======== Exercise data ========

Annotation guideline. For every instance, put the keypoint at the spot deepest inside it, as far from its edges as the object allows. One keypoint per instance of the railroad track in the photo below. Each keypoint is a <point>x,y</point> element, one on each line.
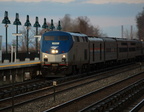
<point>24,100</point>
<point>114,97</point>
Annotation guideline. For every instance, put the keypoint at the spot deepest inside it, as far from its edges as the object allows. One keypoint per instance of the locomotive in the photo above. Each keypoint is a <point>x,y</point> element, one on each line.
<point>65,53</point>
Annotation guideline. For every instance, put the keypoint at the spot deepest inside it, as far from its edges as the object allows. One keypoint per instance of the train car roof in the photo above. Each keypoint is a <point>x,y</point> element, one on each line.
<point>95,39</point>
<point>62,32</point>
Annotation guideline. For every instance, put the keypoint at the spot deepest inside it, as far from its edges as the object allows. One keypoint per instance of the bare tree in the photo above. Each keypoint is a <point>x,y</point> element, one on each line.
<point>140,25</point>
<point>23,40</point>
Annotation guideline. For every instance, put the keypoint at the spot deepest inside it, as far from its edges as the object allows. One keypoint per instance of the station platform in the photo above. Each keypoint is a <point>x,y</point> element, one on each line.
<point>20,64</point>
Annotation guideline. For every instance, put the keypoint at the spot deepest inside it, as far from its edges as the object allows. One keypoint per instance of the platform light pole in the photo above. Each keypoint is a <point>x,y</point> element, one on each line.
<point>27,24</point>
<point>52,25</point>
<point>6,21</point>
<point>36,25</point>
<point>17,22</point>
<point>59,26</point>
<point>45,26</point>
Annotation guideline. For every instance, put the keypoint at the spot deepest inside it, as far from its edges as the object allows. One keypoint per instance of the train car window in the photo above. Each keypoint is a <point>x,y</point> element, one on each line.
<point>131,49</point>
<point>123,43</point>
<point>85,54</point>
<point>93,52</point>
<point>76,38</point>
<point>83,39</point>
<point>100,51</point>
<point>86,39</point>
<point>63,38</point>
<point>133,43</point>
<point>49,38</point>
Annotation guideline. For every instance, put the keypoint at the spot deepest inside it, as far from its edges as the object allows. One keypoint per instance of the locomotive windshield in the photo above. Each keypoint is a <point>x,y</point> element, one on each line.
<point>63,38</point>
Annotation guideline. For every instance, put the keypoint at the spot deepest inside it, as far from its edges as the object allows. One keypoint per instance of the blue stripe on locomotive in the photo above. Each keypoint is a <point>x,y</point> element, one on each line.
<point>63,46</point>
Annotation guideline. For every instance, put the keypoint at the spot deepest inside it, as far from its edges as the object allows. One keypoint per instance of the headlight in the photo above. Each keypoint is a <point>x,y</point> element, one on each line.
<point>54,51</point>
<point>63,56</point>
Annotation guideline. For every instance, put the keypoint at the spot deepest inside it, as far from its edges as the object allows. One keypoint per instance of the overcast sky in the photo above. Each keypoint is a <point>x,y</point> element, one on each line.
<point>109,15</point>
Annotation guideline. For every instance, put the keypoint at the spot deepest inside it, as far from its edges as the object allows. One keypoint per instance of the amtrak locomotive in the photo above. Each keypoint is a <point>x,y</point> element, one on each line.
<point>67,53</point>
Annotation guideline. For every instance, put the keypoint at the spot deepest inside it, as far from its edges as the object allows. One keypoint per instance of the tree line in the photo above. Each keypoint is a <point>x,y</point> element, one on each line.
<point>80,24</point>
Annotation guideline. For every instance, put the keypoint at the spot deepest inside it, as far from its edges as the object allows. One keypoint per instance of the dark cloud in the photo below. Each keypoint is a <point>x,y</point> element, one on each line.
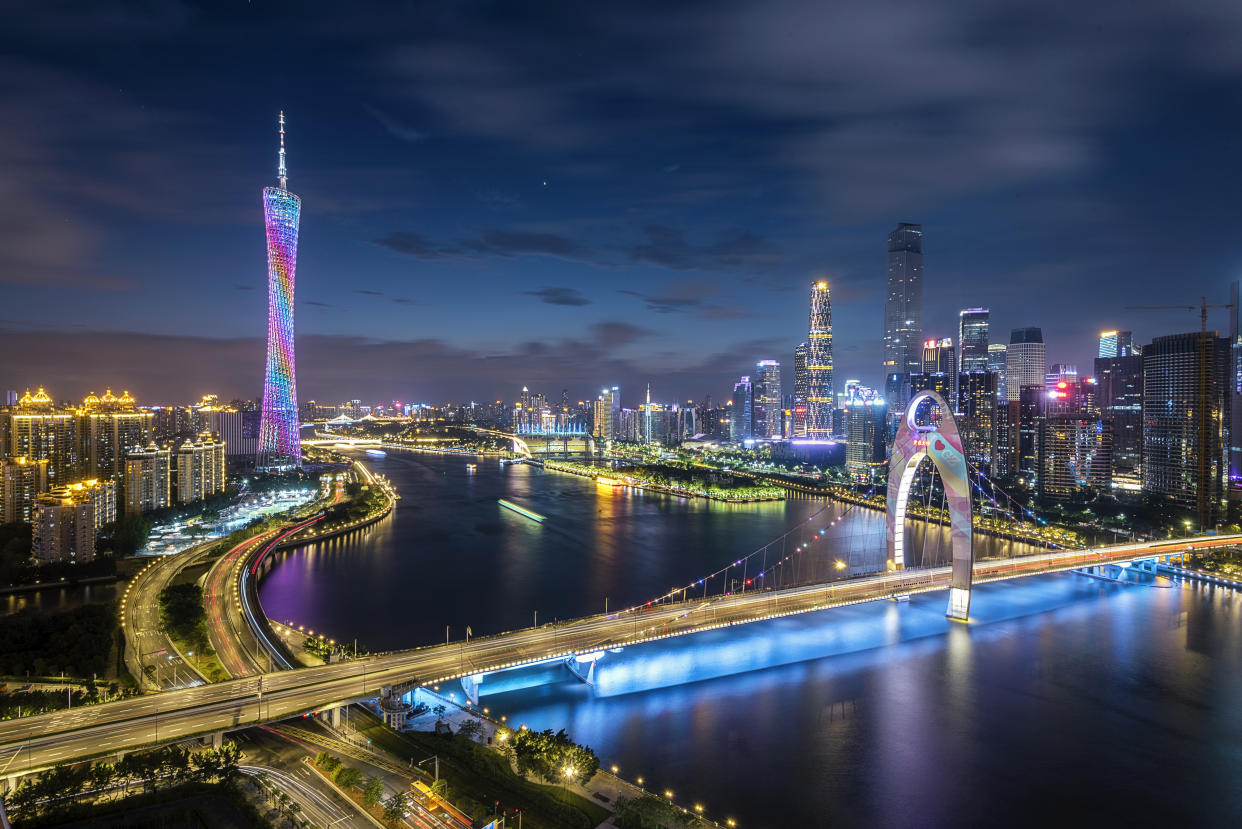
<point>71,363</point>
<point>733,249</point>
<point>508,242</point>
<point>491,241</point>
<point>612,334</point>
<point>559,296</point>
<point>411,244</point>
<point>394,127</point>
<point>665,246</point>
<point>497,200</point>
<point>678,296</point>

========

(What the exercise asks):
With the pictures removed, return all the entries exactly.

(Finished task):
Annotation guideline. For every instance, put the keypoint at the spot deepest inside it, as far from its edges as the object allows. One keypoint per instance of the railroad track in the photo below. Each keypoint is a <point>x,y</point> element, one on each line.
<point>24,100</point>
<point>114,97</point>
Annotation guideline. For every instance, put the keypoint at the spot deepest inside it, as far from its edges as the object allows. One keypoint per instance of the locomotive in the photo above. Each keypoint is a <point>x,y</point> element, one on each line.
<point>65,53</point>
Annotation guideline. For every instance, put the keypoint at the spot deepest inside it, as far from its edges as the object allows. One keypoint per instance of the train car roof in the photo above. Each keypoint is a <point>x,y</point> element, one on each line.
<point>95,39</point>
<point>62,32</point>
Annotation guideline. For every instance, put the keypoint at the spot deepest inside it, as far from its edges as the object allows. One keypoint per instance of the bare tree in the photo above. Each keypoint is a <point>x,y</point> element, one on each line.
<point>140,25</point>
<point>23,40</point>
Annotation guideline. For every instance, put the keypoint at the spot deepest inside it, as far from its edges as the object allows. One keypoint per instance of the station platform in the photo above. Each keypoint is a <point>x,y</point> element, one on each line.
<point>20,64</point>
Annotation guideline. For every instance, put the keypoint at the spot deepest inside it, as far from its edges as the object allows. One keypoint per instance of the platform light pole in the photo above. Each keypoint is a <point>x,y</point> element, one on each line.
<point>27,24</point>
<point>52,25</point>
<point>6,21</point>
<point>36,25</point>
<point>17,22</point>
<point>59,26</point>
<point>45,26</point>
Annotation guideline. For every instance, put the keypoint at the spot deepest inside it, as far from its edges as the object allows. One keypoint per instance of the train car window in the photo above. Each keypoint is a <point>x,y</point> element, one on each line.
<point>131,49</point>
<point>123,43</point>
<point>85,54</point>
<point>93,52</point>
<point>76,38</point>
<point>83,39</point>
<point>100,51</point>
<point>86,39</point>
<point>63,38</point>
<point>133,43</point>
<point>49,38</point>
Annotation guideline. For every instance, put the keypoint at the spot deepest inside it, as far from its edges as the object allows. One keypoint per instance of the locomotive windshield in the photo above. Each keypoint is a <point>x,y</point> element, one on each line.
<point>63,38</point>
Annotation guideline. For every instance, put the keypoint at the spot deepest inside it, as far from its edges as the object allows. One keypoint per instance of the blue stripe on locomotive in the photo above. Each keypoint is a <point>x,y</point> element, one on each line.
<point>63,46</point>
Annotation guideline. For every instance, put the keypoint at the spot deepest inside it, as far from its edges as the object allows. One keypoint per instance of the headlight in the photo above. Each keypoint is a <point>x,y</point> element, one on each line.
<point>54,51</point>
<point>63,56</point>
Annotation guideline. For every instance, put the keypoint at the spot deepest inside it, as far from its edges as the object allows. One keypoint per instance of the overcast sky in the photo above. Each keypoint is a <point>x,y</point> element, one on each line.
<point>109,15</point>
Annotation guideline. For every instance, put the keypoint at the spot deepest inside it, as far from its edges as the object allows. One keypoint per instance of the amtrak locomotive in the photo above. Each keypoint is a <point>x,y</point> element, one on each line.
<point>67,53</point>
Annotation guideline. For every instance, put the keypoint at the spot deepest inside it, as far from its edges as the object allows. One keypoint per instance of the tree line in the photo above. Each keypoint is a <point>x,y</point> element, one on each line.
<point>80,24</point>
Annotation guideline. For every instance, put the keypoint at the spot deepest inside it, as far from its edges as the object allows. One keypoint per instance of the dark cloud in the photo below. Each keypoint is a <point>x,y</point> element, one on each line.
<point>71,363</point>
<point>733,249</point>
<point>508,242</point>
<point>491,241</point>
<point>612,334</point>
<point>559,296</point>
<point>411,244</point>
<point>394,127</point>
<point>665,246</point>
<point>497,200</point>
<point>678,296</point>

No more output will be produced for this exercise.